Putting our heads in the sand will get us nowhere.
Some people still believe that this whole coronavirus crisis is exaggerated and COVID-19 is nothing more than an ‘aggressive’ flu. The thing is, while some symptoms of the COVID-19 and the flu overlap greatly and many people develop very mild symptoms, COVID-19 is nothing like the flu. Many others die horribly. Many others still can spend weeks with a thumb-sized tube down their throat in order to survive.
Enough with anecdotes, though. Let’s look at the numbers.
As I’m typing this, the United States has experienced over 780,000 confirmed cases of COVID-19 and 41,837 deaths. The vast majority of these fatalities have been recorded in this month of April (with more than a week to go).
For comparison, the flu killed 34,200 people during the entire 2018-2019 season, according to CDC records.
The rise in coronavirus casualties has also been alarming. On March 20th, there were 49 recorded COVID-19 fatalities. On April 19th, there were 1,561 deaths — in a single day.
This is not to say that influenza isn’t a heavy health burden in itself, but it’s a very different story. In 2019, there were an estimated 35.5 million people who were infected with influenza, resulting in a fatality rate of around 0.1%.
The coronavirus has already blown this death toll out of the water in less than a month. Reaching a case fatality rate of around 5%, signifying a mortality rate 50 times greater than the flu.
Of course, the real number of cases is much higher than that, but even a 1% mortality rate would make COVID-19 at least 10 times deadlier than the flu.
The worst flu season of the past decade was in 2017-2018, which saw 61,000 deaths. At this rate, COVID-19 might break this flu record for the 2010s by the end of the month.
It’s not clear how many people have become infected with the coronavirus and now have immunity, but the US is still early in the pandemic. If strict social distancing measures aren’t enforced and adhered to, millions of Americans might die this year alone or by the end of the pandemic — which could be years away.
Do you trust the numbers? You might be one of those people who recklessly compare the seriousness of this crisis to the seasonal flu.

◆ **Given records**:
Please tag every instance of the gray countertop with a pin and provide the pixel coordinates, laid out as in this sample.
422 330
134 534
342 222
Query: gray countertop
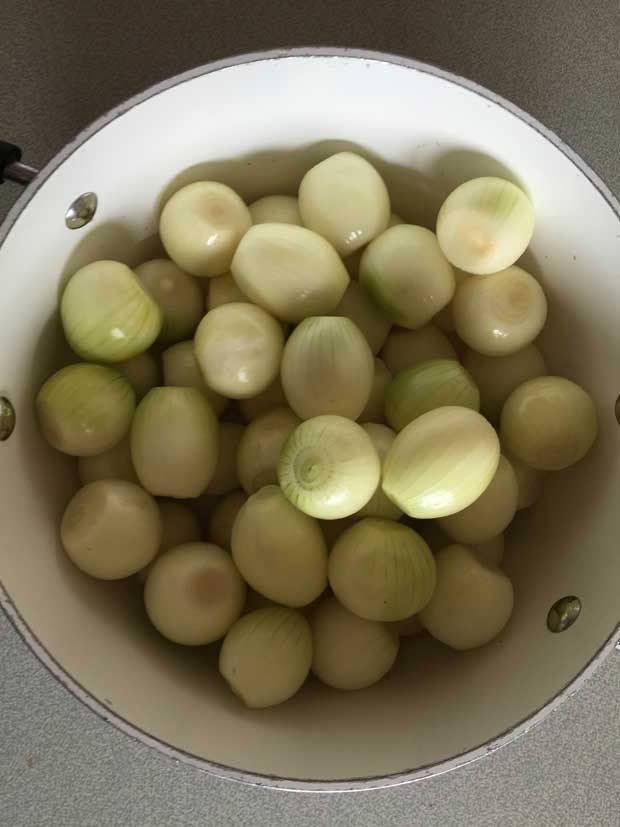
61 65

◆ **Activity**: Reproduce the full text above comparing COVID-19 with the flu, word for word.

◆ **Answer box**:
Putting our heads in the sand will get us nowhere.
Some people still believe that this whole coronavirus crisis is exaggerated and COVID-19 is nothing more than an ‘aggressive’ flu. The thing is, while some symptoms of the COVID-19 and the flu overlap greatly and many people develop very mild symptoms, COVID-19 is nothing like the flu. Many others die horribly. Many others still can spend weeks with a thumb-sized tube down their throat in order to survive.
Enough with anecdotes, though. Let’s look at the numbers.
As I’m typing this, the United States has experienced over 780,000 confirmed cases of COVID-19 and 41,837 deaths. The vast majority of these fatalities have been recorded in this month of April (with more than a week to go).
For comparison, the flu killed 34,200 people during the entire 2018-2019 season, according to CDC records.
The rise in coronavirus casualties has also been alarming. On March 20th, there were 49 recorded COVID-19 fatalities. On April 19th, there were 1,561 deaths — in a single day.
This is not to say that influenza isn’t a heavy health burden in itself, but it’s a very different story. In 2019, there were an estimated 35.5 million people who were infected with influenza, resulting in a fatality rate of around 0.1%.
The coronavirus has already blown this death toll out of the water in less than a month. Reaching a case fatality rate of around 5%, signifying a mortality rate 50 times greater than the flu.
Of course, the real number of cases is much higher than that, but even a 1% mortality rate would make COVID-19 at least 10 times deadlier than the flu.
The worst flu season of the past decade was in 2017-2018, which saw 61,000 deaths. At this rate, COVID-19 might break this flu record for the 2010s by the end of the month.
It’s not clear how many people have become infected with the coronavirus and now have immunity, but the US is still early in the pandemic. If strict social distancing measures aren’t enforced and adhered to, millions of Americans might die this year alone or by the end of the pandemic — which could be years away.
Do you trust the numbers? You might be one of those people who recklessly compare the seriousness of this crisis to the seasonal flu.